Entries from a dataset
-------------------------

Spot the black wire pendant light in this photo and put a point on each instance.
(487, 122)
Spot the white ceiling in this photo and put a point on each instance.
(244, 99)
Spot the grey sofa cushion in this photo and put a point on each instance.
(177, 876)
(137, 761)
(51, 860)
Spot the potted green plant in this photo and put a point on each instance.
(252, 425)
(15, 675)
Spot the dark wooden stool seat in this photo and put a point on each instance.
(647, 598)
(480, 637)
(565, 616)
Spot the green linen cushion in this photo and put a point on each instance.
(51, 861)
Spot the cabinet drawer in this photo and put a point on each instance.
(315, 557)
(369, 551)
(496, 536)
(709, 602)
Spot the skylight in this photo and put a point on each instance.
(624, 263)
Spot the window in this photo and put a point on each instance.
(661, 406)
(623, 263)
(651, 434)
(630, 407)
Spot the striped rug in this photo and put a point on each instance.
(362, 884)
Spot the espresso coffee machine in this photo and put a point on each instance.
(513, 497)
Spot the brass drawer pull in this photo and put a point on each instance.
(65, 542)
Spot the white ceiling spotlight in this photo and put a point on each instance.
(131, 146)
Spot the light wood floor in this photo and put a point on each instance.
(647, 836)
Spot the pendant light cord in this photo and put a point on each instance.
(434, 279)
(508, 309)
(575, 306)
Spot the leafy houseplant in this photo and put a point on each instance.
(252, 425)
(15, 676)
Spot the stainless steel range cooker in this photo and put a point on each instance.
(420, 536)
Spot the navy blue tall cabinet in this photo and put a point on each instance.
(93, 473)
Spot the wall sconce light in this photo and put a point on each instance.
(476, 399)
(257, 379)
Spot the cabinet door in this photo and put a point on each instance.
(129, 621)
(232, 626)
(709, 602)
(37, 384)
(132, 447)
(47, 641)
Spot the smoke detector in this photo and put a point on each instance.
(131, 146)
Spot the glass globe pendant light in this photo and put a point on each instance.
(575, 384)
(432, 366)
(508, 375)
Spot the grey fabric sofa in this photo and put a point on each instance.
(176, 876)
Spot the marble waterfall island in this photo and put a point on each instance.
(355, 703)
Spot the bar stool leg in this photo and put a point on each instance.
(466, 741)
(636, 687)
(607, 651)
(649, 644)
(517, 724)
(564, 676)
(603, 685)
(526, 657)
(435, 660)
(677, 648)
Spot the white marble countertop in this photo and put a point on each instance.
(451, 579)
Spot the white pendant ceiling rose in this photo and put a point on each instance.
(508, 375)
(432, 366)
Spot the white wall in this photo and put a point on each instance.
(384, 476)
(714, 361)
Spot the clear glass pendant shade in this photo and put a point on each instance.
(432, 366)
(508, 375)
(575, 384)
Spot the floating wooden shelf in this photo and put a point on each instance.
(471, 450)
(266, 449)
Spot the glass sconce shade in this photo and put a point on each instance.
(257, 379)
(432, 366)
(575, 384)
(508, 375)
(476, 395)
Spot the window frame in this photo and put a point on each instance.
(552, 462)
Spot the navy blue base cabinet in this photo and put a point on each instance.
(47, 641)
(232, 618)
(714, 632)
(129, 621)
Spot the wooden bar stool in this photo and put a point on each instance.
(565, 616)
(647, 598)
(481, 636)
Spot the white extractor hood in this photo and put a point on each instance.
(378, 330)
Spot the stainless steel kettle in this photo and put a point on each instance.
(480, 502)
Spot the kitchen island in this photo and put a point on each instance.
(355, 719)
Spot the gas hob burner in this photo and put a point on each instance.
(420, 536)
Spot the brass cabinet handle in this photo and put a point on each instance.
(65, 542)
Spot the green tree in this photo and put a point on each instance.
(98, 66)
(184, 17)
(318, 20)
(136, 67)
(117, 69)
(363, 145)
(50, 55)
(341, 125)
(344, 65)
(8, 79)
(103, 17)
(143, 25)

-------------------------

* [Problem] Give the entries again in full, exactly as they are written.

* [Final answer]
Spot the black wire pendant light in this photo and put a point on each instance.
(487, 122)
Spot the white ceiling in this photo and put a point on each instance.
(244, 99)
Spot the grey sofa cushion in this photo and put a point on each instance.
(177, 876)
(137, 761)
(51, 860)
Spot the potted green plant in this photo and put a point on each instance.
(252, 425)
(15, 675)
Spot the dark wooden stool seat in this photo and put a point on each instance.
(647, 598)
(480, 637)
(565, 616)
Spot the green linen cushion in this photo and put a point on each instance.
(51, 861)
Spot the cabinet drawer in this photo and put a point on each instance.
(315, 557)
(369, 551)
(496, 536)
(709, 602)
Spot the skylight in this photo and put a point on each instance.
(624, 263)
Spot the window in this photo and put a point on each instance.
(661, 406)
(623, 263)
(651, 434)
(630, 407)
Spot the striped rug in this photo and put a point on each instance.
(362, 884)
Spot the espresso coffee machine in this photo and put a point on each instance.
(513, 497)
Spot the brass drawer pull in this photo and put a point on each instance.
(65, 542)
Spot the white ceiling spotlight in this photo and put a point on each instance.
(131, 146)
Spot the light wood floor in this photo and put a point on each instance.
(647, 836)
Spot the pendant light cord in this photo and put a point on each instance.
(434, 279)
(508, 309)
(575, 306)
Spot the leafy houseplant in this photo and put a point on each instance.
(252, 425)
(15, 676)
Spot the stainless steel range cooker in this photo and put a point on each instance.
(420, 536)
Spot the navy blue tall cabinet in this photo and put a point on each instance.
(93, 473)
Spot the wall sconce light in this photo and put a point on each instance.
(476, 399)
(257, 379)
Spot the cabinet door in this photo and put a point on each instance.
(129, 621)
(232, 626)
(709, 602)
(37, 384)
(132, 447)
(47, 641)
Spot the smoke detector in this photo and put a point on each instance.
(131, 146)
Spot the glass globe pendant light in this photo and put a point on each instance.
(575, 384)
(432, 366)
(508, 375)
Spot the grey fabric sofa in this photo and put a point on each instance.
(176, 876)
Spot the marble waterfall island in this photo and put a point on each instance.
(355, 703)
Spot the bar stool leg in this photo and put a point on each instance.
(466, 741)
(636, 687)
(607, 651)
(649, 644)
(517, 724)
(564, 676)
(603, 685)
(526, 657)
(435, 660)
(677, 648)
Spot the white marble countertop in this photo and put a point on each instance.
(451, 579)
Spot the white pendant ceiling rose in this photo and put a point on each instance.
(508, 375)
(432, 366)
Spot the white wall in this photo and put a point on each instance.
(384, 476)
(714, 361)
Spot the clear glass pendant shade in this photo and put a point on each instance.
(432, 366)
(508, 375)
(575, 384)
Spot the floating wooden shelf in this photo and put a point on each instance.
(471, 450)
(266, 449)
Spot the glass sconce shade in this photo and put a point on each instance.
(257, 379)
(432, 366)
(575, 384)
(508, 375)
(476, 395)
Spot the window frame in this photo and put a point on each instance.
(552, 462)
Spot the navy blue base cabinet in this photo and put a point on each instance.
(47, 641)
(232, 618)
(714, 632)
(129, 621)
Spot the wooden bar stool in this photo and put a point on each instance.
(565, 616)
(647, 598)
(481, 636)
Spot the white extractor hood in this photo and put a point on each instance.
(378, 330)
Spot the stainless steel kettle in this photo and put a point on each instance.
(480, 502)
Spot the kitchen island in this photo and put a point on each instance.
(355, 719)
Spot the gas hob burner in this photo and put a point on each instance.
(420, 536)
Spot the brass cabinet handle in this photo and put a point on each instance.
(65, 542)
Spot the green tree in this photo and put a point on each instance.
(98, 66)
(184, 17)
(318, 20)
(136, 67)
(117, 69)
(363, 145)
(50, 55)
(341, 125)
(344, 65)
(8, 79)
(103, 17)
(143, 25)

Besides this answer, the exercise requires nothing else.